| RECORDS FOR THIS EXERCISE |
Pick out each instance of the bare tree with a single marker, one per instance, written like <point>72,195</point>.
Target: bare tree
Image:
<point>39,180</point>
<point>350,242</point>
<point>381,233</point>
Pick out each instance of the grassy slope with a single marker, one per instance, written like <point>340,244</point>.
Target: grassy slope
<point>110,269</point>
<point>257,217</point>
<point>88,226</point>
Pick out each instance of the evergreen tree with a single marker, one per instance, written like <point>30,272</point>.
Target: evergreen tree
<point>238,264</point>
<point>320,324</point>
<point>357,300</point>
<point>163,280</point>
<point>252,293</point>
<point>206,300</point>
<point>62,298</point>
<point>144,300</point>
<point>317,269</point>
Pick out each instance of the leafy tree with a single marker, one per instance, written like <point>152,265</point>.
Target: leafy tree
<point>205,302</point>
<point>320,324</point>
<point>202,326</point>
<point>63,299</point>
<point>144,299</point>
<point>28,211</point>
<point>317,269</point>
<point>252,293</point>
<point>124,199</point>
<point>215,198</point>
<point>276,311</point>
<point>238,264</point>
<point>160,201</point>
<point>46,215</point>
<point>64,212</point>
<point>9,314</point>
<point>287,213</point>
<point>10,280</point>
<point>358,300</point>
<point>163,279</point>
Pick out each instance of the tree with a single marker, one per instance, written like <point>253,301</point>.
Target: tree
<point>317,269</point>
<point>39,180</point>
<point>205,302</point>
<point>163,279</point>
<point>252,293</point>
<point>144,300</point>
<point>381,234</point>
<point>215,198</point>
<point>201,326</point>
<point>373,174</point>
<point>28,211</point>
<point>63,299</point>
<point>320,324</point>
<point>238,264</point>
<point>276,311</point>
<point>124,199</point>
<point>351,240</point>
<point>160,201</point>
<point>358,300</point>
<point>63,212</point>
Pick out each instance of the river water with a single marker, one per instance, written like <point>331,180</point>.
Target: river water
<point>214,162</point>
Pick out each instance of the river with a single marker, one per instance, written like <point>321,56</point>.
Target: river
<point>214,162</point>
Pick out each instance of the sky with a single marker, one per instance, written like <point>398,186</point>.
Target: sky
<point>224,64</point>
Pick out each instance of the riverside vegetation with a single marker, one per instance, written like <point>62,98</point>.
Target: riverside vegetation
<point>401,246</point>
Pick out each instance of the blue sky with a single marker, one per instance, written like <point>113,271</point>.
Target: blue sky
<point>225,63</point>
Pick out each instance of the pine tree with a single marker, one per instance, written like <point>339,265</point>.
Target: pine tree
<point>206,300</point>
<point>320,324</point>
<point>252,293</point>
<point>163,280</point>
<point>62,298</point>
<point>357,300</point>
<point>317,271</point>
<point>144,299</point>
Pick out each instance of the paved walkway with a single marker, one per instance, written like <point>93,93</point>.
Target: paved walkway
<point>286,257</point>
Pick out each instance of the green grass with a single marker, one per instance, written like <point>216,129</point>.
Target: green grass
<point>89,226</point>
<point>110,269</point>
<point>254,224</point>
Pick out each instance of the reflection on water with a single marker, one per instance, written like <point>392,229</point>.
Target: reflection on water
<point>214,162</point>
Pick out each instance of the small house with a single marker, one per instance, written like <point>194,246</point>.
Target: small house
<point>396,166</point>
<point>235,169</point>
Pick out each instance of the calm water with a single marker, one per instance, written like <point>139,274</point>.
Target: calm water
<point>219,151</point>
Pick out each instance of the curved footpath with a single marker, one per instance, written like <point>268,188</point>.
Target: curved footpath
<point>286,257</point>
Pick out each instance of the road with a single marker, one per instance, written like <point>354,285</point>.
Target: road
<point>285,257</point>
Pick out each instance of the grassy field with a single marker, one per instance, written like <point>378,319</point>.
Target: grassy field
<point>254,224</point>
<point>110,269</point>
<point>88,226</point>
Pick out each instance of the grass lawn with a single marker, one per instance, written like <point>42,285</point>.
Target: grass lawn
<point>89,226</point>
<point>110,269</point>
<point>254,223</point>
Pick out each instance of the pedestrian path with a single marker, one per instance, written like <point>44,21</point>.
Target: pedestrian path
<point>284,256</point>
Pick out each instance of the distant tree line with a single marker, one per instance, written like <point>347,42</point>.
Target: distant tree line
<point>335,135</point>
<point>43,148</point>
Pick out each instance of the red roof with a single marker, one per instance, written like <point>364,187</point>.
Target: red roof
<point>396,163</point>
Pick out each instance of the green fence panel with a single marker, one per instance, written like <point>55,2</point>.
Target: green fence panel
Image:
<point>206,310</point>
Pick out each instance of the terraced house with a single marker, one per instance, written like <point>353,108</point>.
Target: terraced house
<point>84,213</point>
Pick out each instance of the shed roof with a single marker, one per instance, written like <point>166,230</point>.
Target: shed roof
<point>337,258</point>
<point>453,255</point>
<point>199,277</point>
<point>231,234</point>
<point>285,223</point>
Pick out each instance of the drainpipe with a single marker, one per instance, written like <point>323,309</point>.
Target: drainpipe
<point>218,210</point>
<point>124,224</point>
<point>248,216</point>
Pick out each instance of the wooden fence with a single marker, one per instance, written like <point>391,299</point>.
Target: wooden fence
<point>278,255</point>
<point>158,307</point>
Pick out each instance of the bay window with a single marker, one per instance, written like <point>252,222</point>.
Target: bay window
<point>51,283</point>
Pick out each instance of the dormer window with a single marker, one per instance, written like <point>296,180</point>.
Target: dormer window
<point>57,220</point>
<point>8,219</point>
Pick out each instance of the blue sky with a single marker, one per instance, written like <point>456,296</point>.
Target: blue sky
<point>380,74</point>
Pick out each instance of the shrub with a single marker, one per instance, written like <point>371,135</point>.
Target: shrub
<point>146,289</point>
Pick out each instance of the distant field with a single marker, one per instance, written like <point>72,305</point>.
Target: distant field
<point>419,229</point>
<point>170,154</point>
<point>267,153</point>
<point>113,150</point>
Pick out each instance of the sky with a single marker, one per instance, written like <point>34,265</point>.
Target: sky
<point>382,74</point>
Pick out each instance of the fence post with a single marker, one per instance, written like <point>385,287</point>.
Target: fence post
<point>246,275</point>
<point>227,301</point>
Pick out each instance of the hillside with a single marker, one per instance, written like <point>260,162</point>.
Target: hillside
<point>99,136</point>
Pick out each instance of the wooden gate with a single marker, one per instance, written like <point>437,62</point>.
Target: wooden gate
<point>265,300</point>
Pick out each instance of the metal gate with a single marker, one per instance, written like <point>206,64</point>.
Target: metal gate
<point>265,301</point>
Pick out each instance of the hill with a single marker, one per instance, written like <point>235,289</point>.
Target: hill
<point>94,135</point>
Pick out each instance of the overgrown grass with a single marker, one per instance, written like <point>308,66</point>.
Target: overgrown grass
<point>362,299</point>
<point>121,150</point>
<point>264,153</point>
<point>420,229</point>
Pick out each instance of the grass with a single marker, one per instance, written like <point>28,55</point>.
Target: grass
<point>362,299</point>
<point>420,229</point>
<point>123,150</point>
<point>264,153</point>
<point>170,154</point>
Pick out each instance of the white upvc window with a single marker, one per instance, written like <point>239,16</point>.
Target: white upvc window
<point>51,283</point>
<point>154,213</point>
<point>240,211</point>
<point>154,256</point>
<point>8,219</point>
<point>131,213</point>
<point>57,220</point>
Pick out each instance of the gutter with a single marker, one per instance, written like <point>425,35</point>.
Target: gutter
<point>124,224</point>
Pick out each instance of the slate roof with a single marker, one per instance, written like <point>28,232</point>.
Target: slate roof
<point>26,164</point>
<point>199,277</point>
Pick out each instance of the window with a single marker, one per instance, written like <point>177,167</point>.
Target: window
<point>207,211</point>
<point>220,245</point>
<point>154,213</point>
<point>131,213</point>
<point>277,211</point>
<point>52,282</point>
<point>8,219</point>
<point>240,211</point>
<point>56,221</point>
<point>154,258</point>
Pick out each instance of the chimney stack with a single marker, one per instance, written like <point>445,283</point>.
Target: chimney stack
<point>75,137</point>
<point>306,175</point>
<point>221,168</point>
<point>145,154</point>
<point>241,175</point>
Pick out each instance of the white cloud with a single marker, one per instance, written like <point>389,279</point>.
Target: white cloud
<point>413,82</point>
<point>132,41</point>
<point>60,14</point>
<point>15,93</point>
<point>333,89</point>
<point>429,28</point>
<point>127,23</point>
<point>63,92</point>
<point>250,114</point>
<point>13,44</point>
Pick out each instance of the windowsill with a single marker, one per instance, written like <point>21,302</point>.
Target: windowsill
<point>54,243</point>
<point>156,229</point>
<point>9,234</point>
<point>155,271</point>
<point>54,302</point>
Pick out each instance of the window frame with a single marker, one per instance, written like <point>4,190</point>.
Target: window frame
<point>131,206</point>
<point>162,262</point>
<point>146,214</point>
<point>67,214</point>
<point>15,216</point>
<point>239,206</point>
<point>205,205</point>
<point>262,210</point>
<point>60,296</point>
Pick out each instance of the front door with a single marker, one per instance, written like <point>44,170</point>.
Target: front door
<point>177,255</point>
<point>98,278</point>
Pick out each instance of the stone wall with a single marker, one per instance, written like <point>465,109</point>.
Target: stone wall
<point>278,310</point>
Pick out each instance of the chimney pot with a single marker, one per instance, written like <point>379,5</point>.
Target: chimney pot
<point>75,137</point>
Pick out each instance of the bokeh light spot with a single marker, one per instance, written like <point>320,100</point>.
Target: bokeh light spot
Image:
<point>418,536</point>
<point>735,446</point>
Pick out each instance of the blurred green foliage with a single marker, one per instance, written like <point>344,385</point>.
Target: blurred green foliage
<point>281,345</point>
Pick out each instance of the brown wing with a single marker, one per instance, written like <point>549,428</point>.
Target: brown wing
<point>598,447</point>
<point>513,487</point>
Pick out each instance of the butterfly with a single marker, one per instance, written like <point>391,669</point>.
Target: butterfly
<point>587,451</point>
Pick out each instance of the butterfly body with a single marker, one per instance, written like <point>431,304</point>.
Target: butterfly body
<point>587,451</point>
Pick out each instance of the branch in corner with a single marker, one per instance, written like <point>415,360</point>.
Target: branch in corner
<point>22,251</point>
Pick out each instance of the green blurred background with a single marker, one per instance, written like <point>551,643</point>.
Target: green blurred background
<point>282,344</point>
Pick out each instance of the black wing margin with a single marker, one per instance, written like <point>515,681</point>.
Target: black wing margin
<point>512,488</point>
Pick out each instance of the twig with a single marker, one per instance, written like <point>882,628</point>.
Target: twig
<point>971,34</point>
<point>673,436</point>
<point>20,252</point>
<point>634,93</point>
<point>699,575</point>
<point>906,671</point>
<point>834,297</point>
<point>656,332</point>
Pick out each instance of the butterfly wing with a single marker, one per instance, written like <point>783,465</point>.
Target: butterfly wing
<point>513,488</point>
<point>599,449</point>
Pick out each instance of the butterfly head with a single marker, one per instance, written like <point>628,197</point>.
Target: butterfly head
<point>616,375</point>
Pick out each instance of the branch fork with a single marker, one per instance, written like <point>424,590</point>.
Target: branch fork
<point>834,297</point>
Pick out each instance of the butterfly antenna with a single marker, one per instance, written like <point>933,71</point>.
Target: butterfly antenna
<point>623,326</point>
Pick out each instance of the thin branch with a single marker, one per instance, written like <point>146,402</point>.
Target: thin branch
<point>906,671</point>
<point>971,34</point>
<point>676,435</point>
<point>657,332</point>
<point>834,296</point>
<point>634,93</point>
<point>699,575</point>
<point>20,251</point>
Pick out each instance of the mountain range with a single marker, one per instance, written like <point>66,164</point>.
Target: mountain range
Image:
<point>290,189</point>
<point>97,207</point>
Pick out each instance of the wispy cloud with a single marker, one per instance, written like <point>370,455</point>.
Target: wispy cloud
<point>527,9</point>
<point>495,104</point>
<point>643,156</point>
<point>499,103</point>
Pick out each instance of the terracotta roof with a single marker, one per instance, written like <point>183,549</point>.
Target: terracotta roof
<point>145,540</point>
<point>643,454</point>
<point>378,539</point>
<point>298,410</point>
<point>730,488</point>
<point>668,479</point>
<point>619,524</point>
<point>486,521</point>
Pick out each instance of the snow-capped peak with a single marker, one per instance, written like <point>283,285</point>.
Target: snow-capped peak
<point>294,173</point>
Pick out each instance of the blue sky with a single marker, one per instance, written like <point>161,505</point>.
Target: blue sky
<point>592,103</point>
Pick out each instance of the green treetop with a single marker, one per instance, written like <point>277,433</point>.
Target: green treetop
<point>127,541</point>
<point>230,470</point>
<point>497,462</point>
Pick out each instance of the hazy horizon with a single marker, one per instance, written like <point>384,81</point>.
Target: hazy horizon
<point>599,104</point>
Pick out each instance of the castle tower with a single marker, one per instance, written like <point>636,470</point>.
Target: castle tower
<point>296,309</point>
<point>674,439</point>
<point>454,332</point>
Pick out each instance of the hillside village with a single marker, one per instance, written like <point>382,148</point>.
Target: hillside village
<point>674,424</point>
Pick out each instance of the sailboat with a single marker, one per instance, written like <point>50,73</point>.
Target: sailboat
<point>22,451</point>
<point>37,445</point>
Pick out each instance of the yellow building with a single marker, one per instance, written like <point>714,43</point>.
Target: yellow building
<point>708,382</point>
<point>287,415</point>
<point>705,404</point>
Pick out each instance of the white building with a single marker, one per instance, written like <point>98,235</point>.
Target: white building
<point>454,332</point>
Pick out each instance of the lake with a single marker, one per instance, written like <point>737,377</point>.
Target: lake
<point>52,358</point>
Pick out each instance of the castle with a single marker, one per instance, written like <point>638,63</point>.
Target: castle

| WORK REQUIRED |
Each line containing the word "light" needs to be copied from the data above.

| ANSWER AREA |
Pick out each instance of the bokeh light spot with a single marker, one per instance, written like <point>320,100</point>.
Target: bokeh light spot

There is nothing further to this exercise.